Manado,  (Antara Sulut) - Rektor Universitas Islam Negeri (UIN) Maulana Malik Ibrahim Malang, Prof DR. H Imam Suprayogo mengatakan kepemimpinan yang telah dicontohkan DR. Sinyo Harry Sarundajang sangat tepat untuk model masyarakat Indonesia yang majemuk (Bhineka Tunggal Ika).

Apa yang dilakukan DR. Sinyo Harry Sarundajang merupakan kenyataan, bukan wacana dan cita-cita. Sebagai seorang penyandang "great people", merasa bahagia bila membuat orang lain sukses dan bahagia, kata Prof. Suprayogo .

Rektor Prof. Suprayogo mengatakan hal itu ketika UIN Maulana Malik Ibrahim Malang menganugerahkan gelar Doktor Kehormatan (Doctor Honoris Causa) di bidang "Kepemimpinan Masyarakat Majemuk" kepada DR Sinyo Harry Sarundajang, akhir pekan lalu (14/7) di universitas tersebut.

■ ■ ■

*Soal dan Tugas*:
**A)** Menurut kutipan dokumen, gelar apa yang dianugerahkan UIN Maulana Malik Ibrahim Malang kepada Sinyo Harry Sarundajang?
**B)** Tulis kembali bagian kutipan dokumen antara "Manado,  (Antara Sulut)" dan "di universitas tersebut.", termasuk keduanya, dan ganti "wacana" dengan "gagasan".

■ ■ ■

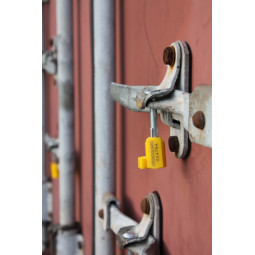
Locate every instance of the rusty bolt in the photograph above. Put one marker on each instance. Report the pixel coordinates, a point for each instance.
(173, 143)
(145, 205)
(199, 119)
(79, 245)
(101, 213)
(169, 56)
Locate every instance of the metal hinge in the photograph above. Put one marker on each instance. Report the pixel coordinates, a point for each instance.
(49, 59)
(189, 115)
(142, 238)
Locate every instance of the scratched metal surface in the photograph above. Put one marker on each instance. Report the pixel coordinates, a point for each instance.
(145, 28)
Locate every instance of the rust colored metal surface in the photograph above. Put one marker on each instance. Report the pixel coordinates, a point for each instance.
(147, 28)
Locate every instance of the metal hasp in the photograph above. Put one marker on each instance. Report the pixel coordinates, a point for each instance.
(187, 114)
(49, 59)
(142, 238)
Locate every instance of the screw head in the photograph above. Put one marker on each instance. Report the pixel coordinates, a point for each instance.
(169, 56)
(101, 213)
(199, 120)
(145, 205)
(173, 144)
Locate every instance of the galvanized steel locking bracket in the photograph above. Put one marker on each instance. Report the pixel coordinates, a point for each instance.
(188, 114)
(49, 60)
(142, 238)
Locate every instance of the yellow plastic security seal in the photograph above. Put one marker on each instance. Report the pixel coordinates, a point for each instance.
(54, 170)
(155, 154)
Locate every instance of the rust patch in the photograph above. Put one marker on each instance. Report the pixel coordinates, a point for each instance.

■ ■ ■

*Jawaban Tiap Tugas*:
**A)** Gelar Doktor Kehormatan (Doctor Honoris Causa) di bidang "Kepemimpinan Masyarakat Majemuk".

**B)**
Manado,  (Antara Sulut) - Rektor Universitas Islam Negeri (UIN) Maulana Malik Ibrahim Malang, Prof DR. H Imam Suprayogo mengatakan kepemimpinan yang telah dicontohkan DR. Sinyo Harry Sarundajang sangat tepat untuk model masyarakat Indonesia yang majemuk (Bhineka Tunggal Ika).

Apa yang dilakukan DR. Sinyo Harry Sarundajang merupakan kenyataan, bukan gagasan dan cita-cita. Sebagai seorang penyandang "great people", merasa bahagia bila membuat orang lain sukses dan bahagia, kata Prof. Suprayogo .

Rektor Prof. Suprayogo mengatakan hal itu ketika UIN Maulana Malik Ibrahim Malang menganugerahkan gelar Doktor Kehormatan (Doctor Honoris Causa) di bidang "Kepemimpinan Masyarakat Majemuk" kepada DR Sinyo Harry Sarundajang, akhir pekan lalu (14/7) di universitas tersebut.